### Records supplied ###

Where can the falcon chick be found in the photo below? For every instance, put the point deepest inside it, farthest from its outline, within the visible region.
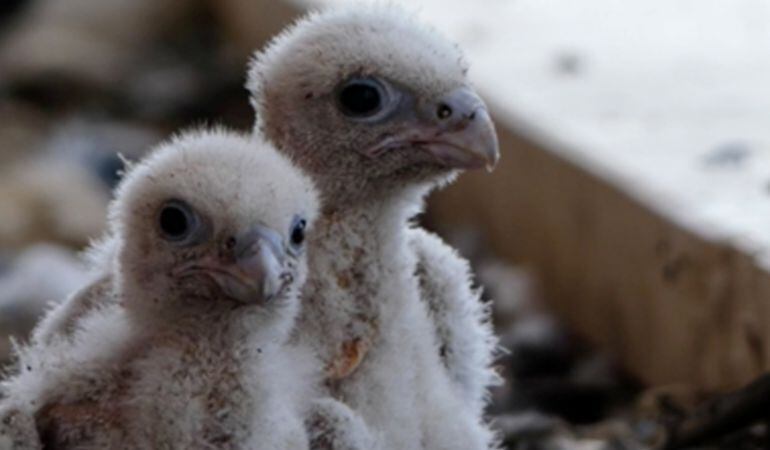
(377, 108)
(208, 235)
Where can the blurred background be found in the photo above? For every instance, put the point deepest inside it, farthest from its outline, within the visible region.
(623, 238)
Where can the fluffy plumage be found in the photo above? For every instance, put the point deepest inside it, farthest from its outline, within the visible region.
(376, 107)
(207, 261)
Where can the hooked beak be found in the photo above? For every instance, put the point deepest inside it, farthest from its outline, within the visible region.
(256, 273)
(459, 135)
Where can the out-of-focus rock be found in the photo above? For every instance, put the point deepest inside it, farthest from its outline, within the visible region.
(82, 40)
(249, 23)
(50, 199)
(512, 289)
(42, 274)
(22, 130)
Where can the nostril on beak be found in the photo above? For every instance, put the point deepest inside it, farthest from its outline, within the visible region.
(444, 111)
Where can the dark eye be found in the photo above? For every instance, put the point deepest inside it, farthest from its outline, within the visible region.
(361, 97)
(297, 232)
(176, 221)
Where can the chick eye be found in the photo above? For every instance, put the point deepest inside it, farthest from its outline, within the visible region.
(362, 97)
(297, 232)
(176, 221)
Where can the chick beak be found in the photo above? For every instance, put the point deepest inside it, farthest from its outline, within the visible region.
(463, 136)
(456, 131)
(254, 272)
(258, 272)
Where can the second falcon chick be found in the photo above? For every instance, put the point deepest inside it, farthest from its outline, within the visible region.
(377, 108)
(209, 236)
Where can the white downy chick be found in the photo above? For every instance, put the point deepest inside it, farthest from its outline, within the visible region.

###

Please reproduce every line from the one containing "Where can the chick eye" through the end of the records, wording included, and offset each coordinate in the answers by adding 119 to both of its numbers.

Where can the chick eye be found in the photo above? For every instance, put the point deepest inside it, farthest from its outline, within the visible region.
(481, 216)
(416, 351)
(295, 340)
Where can the chick beak be found in the photo above? For every instance, put the point deepest inside it, farthest from its outline, within the visible region.
(582, 255)
(575, 250)
(373, 391)
(377, 391)
Where can the second falcon chick be found in the photo above? For every instance, put the point deepest inside it, farthest from its outline, within the visible region.
(496, 227)
(328, 355)
Where can the white downy chick be found in the photo above? For every instance, put the point deepest inside it, farthest from its outline, within the visible region.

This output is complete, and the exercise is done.